** Begin **

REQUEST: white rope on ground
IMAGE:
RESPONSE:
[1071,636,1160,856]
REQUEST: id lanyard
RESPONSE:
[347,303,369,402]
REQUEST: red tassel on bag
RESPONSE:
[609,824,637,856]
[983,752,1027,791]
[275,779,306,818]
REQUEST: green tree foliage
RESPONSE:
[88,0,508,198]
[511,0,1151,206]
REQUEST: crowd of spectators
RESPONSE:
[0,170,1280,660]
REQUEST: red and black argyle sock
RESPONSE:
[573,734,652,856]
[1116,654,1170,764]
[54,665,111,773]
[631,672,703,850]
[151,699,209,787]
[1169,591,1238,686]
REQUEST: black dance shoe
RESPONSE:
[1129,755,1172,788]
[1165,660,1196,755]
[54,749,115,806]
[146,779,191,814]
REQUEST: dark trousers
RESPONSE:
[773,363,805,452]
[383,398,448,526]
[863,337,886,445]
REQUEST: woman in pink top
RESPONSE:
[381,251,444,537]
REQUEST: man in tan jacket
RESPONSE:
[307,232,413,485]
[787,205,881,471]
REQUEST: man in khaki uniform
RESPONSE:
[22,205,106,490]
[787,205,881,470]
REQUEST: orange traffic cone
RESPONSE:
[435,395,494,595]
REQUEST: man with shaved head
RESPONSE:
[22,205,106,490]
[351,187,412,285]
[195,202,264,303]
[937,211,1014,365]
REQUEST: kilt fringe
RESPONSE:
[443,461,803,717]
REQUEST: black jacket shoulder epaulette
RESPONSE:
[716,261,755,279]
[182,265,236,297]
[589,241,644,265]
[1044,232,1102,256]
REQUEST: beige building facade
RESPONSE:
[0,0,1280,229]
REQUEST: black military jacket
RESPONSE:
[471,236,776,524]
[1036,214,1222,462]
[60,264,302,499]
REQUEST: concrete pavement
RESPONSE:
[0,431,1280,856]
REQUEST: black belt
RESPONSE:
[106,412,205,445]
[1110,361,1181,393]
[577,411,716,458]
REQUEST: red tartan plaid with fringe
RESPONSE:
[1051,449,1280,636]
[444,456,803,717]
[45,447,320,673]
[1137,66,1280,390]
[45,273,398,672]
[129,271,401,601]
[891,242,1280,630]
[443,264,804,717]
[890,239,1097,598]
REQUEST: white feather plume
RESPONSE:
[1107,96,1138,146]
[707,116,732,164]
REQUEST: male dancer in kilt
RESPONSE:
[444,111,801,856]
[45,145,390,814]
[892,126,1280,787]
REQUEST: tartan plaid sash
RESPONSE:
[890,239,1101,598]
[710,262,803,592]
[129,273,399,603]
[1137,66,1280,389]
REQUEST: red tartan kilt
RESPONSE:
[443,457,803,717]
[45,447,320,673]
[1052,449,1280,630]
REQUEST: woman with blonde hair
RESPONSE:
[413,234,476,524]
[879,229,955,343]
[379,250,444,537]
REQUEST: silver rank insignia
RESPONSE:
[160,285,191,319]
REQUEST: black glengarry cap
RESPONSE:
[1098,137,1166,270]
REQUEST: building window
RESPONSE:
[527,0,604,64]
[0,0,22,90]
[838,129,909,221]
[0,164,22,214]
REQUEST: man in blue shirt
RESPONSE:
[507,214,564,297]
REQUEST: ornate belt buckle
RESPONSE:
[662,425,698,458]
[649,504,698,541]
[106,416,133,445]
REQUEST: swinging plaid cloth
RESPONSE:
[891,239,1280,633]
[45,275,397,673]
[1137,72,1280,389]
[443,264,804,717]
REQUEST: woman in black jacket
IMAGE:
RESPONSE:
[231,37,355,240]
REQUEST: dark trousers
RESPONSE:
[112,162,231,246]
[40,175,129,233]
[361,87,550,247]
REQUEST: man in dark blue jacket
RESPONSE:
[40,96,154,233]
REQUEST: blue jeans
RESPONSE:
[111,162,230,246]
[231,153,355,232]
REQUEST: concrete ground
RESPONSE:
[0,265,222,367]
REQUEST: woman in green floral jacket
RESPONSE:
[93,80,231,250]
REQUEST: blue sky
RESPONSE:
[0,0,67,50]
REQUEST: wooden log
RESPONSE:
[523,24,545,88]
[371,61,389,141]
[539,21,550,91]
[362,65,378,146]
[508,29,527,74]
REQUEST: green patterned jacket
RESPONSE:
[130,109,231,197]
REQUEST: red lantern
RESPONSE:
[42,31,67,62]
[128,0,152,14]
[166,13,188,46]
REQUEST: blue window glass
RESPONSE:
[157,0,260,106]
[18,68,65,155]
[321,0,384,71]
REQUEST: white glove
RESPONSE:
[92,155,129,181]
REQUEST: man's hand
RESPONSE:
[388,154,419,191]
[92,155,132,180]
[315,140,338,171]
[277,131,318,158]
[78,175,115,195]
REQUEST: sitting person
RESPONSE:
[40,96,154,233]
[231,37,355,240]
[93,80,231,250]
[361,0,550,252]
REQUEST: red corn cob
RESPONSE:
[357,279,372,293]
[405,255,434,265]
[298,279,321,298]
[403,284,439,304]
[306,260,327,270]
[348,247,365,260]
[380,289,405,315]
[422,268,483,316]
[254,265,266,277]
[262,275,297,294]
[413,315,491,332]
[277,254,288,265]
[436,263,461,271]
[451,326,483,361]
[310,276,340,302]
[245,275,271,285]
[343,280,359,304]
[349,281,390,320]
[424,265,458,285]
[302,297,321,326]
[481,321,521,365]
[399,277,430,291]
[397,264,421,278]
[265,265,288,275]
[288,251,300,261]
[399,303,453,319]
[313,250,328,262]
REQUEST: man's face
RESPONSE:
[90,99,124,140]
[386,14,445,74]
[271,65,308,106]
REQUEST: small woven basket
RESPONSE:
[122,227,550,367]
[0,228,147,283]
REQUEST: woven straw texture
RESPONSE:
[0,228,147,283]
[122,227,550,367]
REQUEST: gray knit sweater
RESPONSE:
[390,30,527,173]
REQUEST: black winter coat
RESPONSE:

** End **

--- Given problem ---
Can you render every line of the rows above as a JSON list of strings, one string per line, leaving out blank lines?

--- Full answer ---
[
  "REQUEST: white rope on ground",
  "IMAGE:",
  "RESPONSE:",
  "[1071,636,1160,856]",
  "REQUEST: id lanyard",
  "RESPONSE:",
  "[347,303,369,402]",
  "REQUEST: red tassel on bag",
  "RESPONSE:",
  "[609,824,637,856]",
  "[983,752,1027,791]",
  "[275,779,306,818]",
  "REQUEST: green tree foliage",
  "RESPONSE:",
  "[88,0,508,198]",
  "[511,0,1151,206]",
  "REQUEST: crowd of spectators",
  "RESPONSE:",
  "[0,170,1280,660]",
  "REQUEST: red and black argyle sock",
  "RESPONSE:",
  "[573,734,652,856]",
  "[1116,654,1170,764]",
  "[54,665,111,773]",
  "[631,672,703,850]",
  "[151,699,209,787]",
  "[1169,591,1238,686]",
  "REQUEST: black dance shoe",
  "RESPONSE:",
  "[1129,755,1172,788]",
  "[1165,660,1196,755]",
  "[54,749,115,806]",
  "[146,779,191,814]",
  "REQUEST: dark trousers",
  "RESPONSE:",
  "[773,363,805,452]",
  "[383,398,448,526]",
  "[863,337,886,445]",
  "REQUEST: woman in pink top",
  "RESPONSE:",
  "[381,251,444,537]",
  "REQUEST: man in tan jacket",
  "RESPONSE:",
  "[307,232,413,485]",
  "[787,205,881,471]",
  "REQUEST: man in khaki uniform",
  "RESPONSE:",
  "[22,205,106,490]",
  "[787,205,881,470]",
  "REQUEST: orange traffic cone",
  "RESPONSE:",
  "[435,395,494,595]",
  "REQUEST: man with shaved head",
  "RESPONSE:",
  "[22,205,106,490]",
  "[351,187,412,285]",
  "[195,202,264,303]",
  "[937,211,1014,365]",
  "REQUEST: kilt fringe",
  "RESPONSE:",
  "[443,461,803,717]",
  "REQUEST: black jacket shoulder epaulette",
  "RESPONSE:",
  "[716,261,755,279]",
  "[182,265,236,297]",
  "[589,241,644,265]",
  "[1044,232,1102,256]",
  "REQUEST: beige building facade",
  "RESPONSE:",
  "[0,0,1280,229]",
  "REQUEST: black military jacket",
  "RESPONSE:",
  "[471,236,776,524]",
  "[1036,214,1222,462]",
  "[60,264,302,499]",
  "REQUEST: concrete pavement",
  "RESPONSE:",
  "[0,431,1280,856]",
  "REQUEST: black belt",
  "RESPONSE:",
  "[106,412,205,445]",
  "[1110,361,1181,393]",
  "[577,411,716,458]",
  "REQUEST: red tartan plaid with fringe",
  "RESPONSE:",
  "[1051,449,1280,636]",
  "[444,456,803,717]",
  "[45,447,320,673]",
  "[1137,66,1280,390]",
  "[45,273,398,672]",
  "[129,271,401,601]",
  "[891,242,1280,630]",
  "[443,264,804,717]",
  "[890,239,1097,598]",
  "REQUEST: white feather plume",
  "RESPONSE:",
  "[1107,96,1138,146]",
  "[707,116,732,164]",
  "REQUEST: male dancer in kilt",
  "RESPONSE:",
  "[444,111,801,856]",
  "[45,145,390,814]",
  "[892,126,1280,787]",
  "REQUEST: tartan plaid sash",
  "RESPONSE:",
  "[890,239,1101,598]",
  "[710,262,803,592]",
  "[129,273,399,603]",
  "[1137,66,1280,389]",
  "REQUEST: red tartan kilt",
  "RESPONSE:",
  "[443,457,803,717]",
  "[45,447,320,673]",
  "[1052,449,1280,630]",
  "REQUEST: woman with blonde hair",
  "RESPONSE:",
  "[413,234,476,524]",
  "[879,229,955,343]",
  "[379,250,444,537]",
  "REQUEST: silver rank insignia",
  "RESPONSE:",
  "[160,285,191,319]",
  "REQUEST: black glengarry cap",
  "RESPONSE:",
  "[1098,137,1166,270]",
  "REQUEST: building window",
  "RESPONSE:",
  "[527,0,604,64]",
  "[0,0,22,90]",
  "[838,129,909,221]",
  "[0,164,22,214]",
  "REQUEST: man in blue shirt",
  "RESPONSE:",
  "[507,214,564,297]",
  "REQUEST: ornate belt buckle",
  "RESPONSE:",
  "[662,425,698,458]",
  "[649,504,698,541]",
  "[106,416,133,445]",
  "REQUEST: swinging plaid cloth",
  "RESPONSE:",
  "[891,239,1280,633]",
  "[45,275,397,673]",
  "[1137,72,1280,389]",
  "[443,264,804,717]",
  "REQUEST: woman in black jacket",
  "IMAGE:",
  "RESPONSE:",
  "[231,37,355,240]",
  "REQUEST: dark trousers",
  "RESPONSE:",
  "[112,162,231,246]",
  "[40,175,129,233]",
  "[361,87,550,247]",
  "REQUEST: man in dark blue jacket",
  "RESPONSE:",
  "[40,96,154,233]",
  "REQUEST: blue jeans",
  "RESPONSE:",
  "[111,162,230,246]",
  "[231,153,355,232]",
  "REQUEST: concrete ground",
  "RESPONSE:",
  "[0,265,222,367]",
  "REQUEST: woman in green floral jacket",
  "RESPONSE:",
  "[93,80,231,250]",
  "REQUEST: blue sky",
  "RESPONSE:",
  "[0,0,67,50]",
  "REQUEST: wooden log",
  "RESPONSE:",
  "[523,24,545,88]",
  "[371,61,389,141]",
  "[539,21,550,91]",
  "[362,65,378,146]",
  "[508,29,527,74]",
  "REQUEST: green patterned jacket",
  "RESPONSE:",
  "[130,109,231,197]",
  "REQUEST: red lantern",
  "RESPONSE:",
  "[42,31,67,62]",
  "[128,0,152,14]",
  "[166,13,188,46]",
  "REQUEST: blue window glass",
  "RESPONSE:",
  "[157,0,260,106]",
  "[18,68,65,155]",
  "[321,0,384,71]",
  "REQUEST: white glove",
  "RESPONSE:",
  "[92,155,129,181]",
  "REQUEST: man's hand",
  "RESPONSE:",
  "[388,154,419,191]",
  "[92,155,132,180]",
  "[315,140,338,171]",
  "[277,131,318,158]",
  "[78,175,115,195]",
  "REQUEST: sitting person",
  "RESPONSE:",
  "[40,96,154,233]",
  "[231,37,355,240]",
  "[93,80,231,250]",
  "[361,0,550,252]",
  "REQUEST: red corn cob",
  "RESPONSE:",
  "[357,279,372,293]",
  "[405,255,434,265]",
  "[298,279,321,298]",
  "[403,284,439,304]",
  "[306,260,327,270]",
  "[348,247,365,260]",
  "[380,289,405,315]",
  "[422,268,483,316]",
  "[254,265,266,277]",
  "[262,275,297,294]",
  "[413,315,491,332]",
  "[277,254,288,265]",
  "[436,263,461,271]",
  "[451,326,483,361]",
  "[310,276,340,302]",
  "[245,275,271,285]",
  "[343,280,359,304]",
  "[349,281,390,320]",
  "[424,265,458,285]",
  "[302,297,321,326]",
  "[481,321,521,365]",
  "[399,277,430,291]",
  "[397,264,421,278]",
  "[265,265,288,275]",
  "[288,251,300,261]",
  "[399,303,453,319]",
  "[313,250,328,262]",
  "REQUEST: man's face",
  "RESPONSE:",
  "[90,99,124,140]",
  "[386,14,445,74]",
  "[271,65,308,106]",
  "REQUEST: small woven basket",
  "RESPONSE:",
  "[122,227,550,367]",
  "[0,228,147,283]",
  "REQUEST: woven straw texture",
  "RESPONSE:",
  "[0,228,147,283]",
  "[122,227,550,367]",
  "REQUEST: gray knit sweater",
  "RESPONSE:",
  "[390,30,527,173]",
  "REQUEST: black winter coat",
  "RESPONSE:"
]